**Exercise brief**
The required output is the line containing "Target: work boot" followed by every later line through the end of the data, all reproduced exactly.

**Listed records**
====
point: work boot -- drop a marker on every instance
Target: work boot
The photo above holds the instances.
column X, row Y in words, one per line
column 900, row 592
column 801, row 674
====
**Written response**
Target: work boot
The photo above holds the instances.
column X, row Y in words, one per line
column 900, row 592
column 801, row 674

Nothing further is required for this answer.